*** DATA SUPPLIED
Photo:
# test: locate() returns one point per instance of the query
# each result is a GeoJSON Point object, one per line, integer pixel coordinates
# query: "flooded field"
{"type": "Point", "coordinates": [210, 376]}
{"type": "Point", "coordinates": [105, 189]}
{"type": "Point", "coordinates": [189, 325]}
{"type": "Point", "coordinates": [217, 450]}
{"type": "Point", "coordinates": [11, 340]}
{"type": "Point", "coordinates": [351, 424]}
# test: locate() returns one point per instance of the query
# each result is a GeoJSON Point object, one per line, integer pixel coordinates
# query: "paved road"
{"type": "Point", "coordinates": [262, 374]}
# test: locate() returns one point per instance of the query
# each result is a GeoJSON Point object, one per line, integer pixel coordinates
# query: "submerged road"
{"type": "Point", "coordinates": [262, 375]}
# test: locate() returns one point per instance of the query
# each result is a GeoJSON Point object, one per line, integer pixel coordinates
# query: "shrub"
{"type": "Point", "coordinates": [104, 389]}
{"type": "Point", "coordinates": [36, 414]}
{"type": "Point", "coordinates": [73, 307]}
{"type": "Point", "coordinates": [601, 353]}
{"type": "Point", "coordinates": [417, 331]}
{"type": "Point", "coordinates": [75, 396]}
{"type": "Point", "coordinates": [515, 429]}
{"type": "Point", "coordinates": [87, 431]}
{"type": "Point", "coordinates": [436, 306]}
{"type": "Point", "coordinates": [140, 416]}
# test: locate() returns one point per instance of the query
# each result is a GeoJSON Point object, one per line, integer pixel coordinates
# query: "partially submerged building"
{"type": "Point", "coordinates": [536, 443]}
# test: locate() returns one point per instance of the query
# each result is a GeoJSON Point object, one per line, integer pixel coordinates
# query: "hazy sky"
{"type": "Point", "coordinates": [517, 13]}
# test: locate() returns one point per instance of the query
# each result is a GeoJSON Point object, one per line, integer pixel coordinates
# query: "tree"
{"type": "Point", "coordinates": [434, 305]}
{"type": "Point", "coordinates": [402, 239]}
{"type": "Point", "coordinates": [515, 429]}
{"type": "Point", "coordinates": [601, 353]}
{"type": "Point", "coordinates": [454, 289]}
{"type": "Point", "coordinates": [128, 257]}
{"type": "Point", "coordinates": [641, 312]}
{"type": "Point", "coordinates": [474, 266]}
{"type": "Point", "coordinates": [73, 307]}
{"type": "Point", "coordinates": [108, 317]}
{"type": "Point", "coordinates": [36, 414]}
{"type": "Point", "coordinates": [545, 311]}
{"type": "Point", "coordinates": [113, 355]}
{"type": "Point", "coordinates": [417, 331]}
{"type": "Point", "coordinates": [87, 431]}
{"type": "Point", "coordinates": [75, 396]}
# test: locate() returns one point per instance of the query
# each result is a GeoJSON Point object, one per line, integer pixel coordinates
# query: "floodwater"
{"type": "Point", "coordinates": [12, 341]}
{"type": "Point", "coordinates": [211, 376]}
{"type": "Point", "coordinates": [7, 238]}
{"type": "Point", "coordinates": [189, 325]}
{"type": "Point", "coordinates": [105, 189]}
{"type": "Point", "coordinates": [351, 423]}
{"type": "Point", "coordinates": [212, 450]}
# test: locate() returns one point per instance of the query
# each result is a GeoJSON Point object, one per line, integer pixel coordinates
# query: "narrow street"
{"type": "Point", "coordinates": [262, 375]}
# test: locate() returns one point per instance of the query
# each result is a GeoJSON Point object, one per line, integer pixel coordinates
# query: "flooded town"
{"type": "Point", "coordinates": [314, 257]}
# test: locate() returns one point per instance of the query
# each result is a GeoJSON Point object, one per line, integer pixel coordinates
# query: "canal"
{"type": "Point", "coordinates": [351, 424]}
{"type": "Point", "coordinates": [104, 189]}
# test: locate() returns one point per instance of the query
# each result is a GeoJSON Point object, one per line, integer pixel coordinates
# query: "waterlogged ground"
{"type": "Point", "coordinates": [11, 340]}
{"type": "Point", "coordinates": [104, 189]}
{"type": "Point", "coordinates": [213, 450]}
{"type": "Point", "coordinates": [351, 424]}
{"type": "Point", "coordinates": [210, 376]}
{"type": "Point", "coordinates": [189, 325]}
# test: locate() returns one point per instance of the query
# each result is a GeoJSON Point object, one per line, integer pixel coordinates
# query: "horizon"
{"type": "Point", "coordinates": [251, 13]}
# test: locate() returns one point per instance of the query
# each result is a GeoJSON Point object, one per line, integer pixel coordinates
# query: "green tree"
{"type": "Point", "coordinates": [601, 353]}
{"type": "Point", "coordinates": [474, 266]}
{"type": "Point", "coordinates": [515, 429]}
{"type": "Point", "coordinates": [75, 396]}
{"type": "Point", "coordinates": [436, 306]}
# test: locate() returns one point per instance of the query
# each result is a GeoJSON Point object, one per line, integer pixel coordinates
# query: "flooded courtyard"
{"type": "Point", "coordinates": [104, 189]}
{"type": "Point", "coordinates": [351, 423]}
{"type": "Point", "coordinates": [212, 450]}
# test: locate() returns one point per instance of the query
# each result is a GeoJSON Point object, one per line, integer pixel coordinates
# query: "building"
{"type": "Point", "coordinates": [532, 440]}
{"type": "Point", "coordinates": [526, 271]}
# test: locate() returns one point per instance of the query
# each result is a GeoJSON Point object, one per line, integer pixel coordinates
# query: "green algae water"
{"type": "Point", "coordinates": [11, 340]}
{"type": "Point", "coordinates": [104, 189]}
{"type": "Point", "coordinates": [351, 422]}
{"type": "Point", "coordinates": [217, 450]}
******
SHORT PROBLEM — Copy every line in the records above that contains the string "building".

RESULT —
# query: "partially submerged building"
# query: "building"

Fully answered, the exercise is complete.